* [Directions for this task]
Reproduce every line of the listing below verbatim, leaving out the pictures.

* [Material for the task]

_ _ _

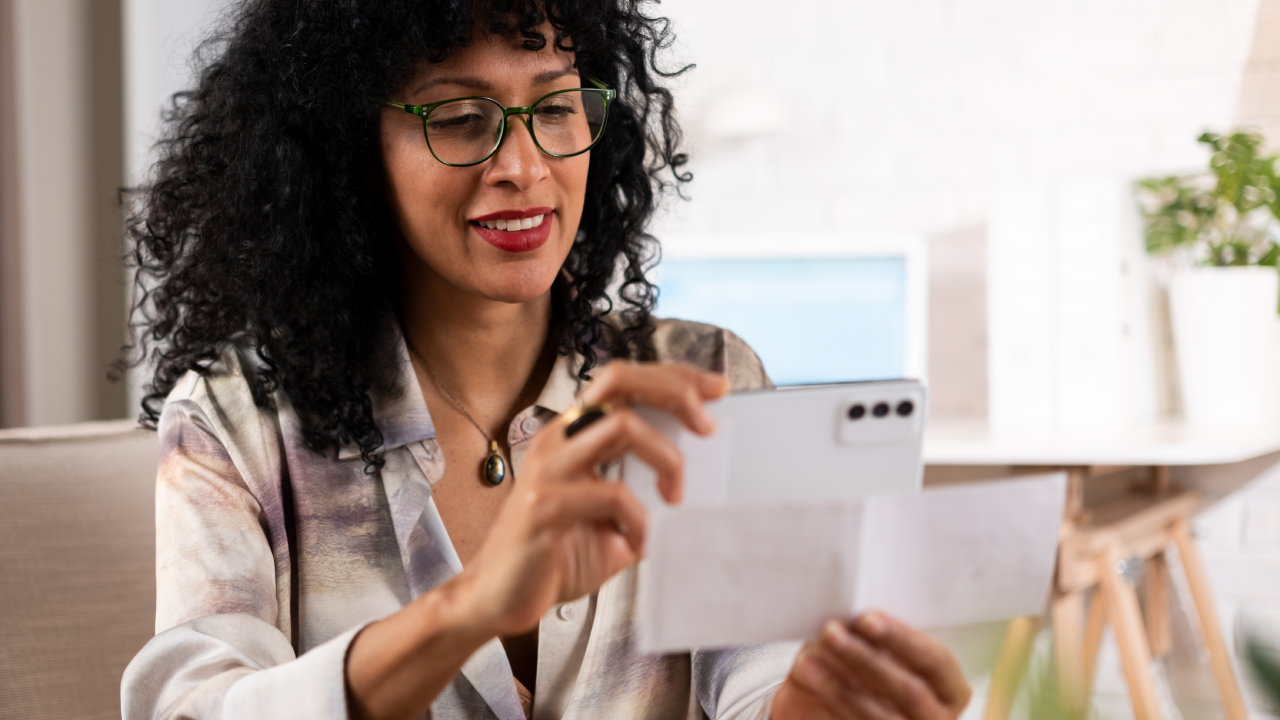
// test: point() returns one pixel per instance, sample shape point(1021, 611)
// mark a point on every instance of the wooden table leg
point(1156, 580)
point(1217, 654)
point(1132, 639)
point(1010, 666)
point(1093, 628)
point(1069, 651)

_ _ _

* [Full response]
// test: point() returns one pixel per instance, sample shape point(1021, 611)
// mark a point on every instance of the wooden table leg
point(1156, 580)
point(1217, 654)
point(1132, 639)
point(1010, 666)
point(1093, 628)
point(1069, 651)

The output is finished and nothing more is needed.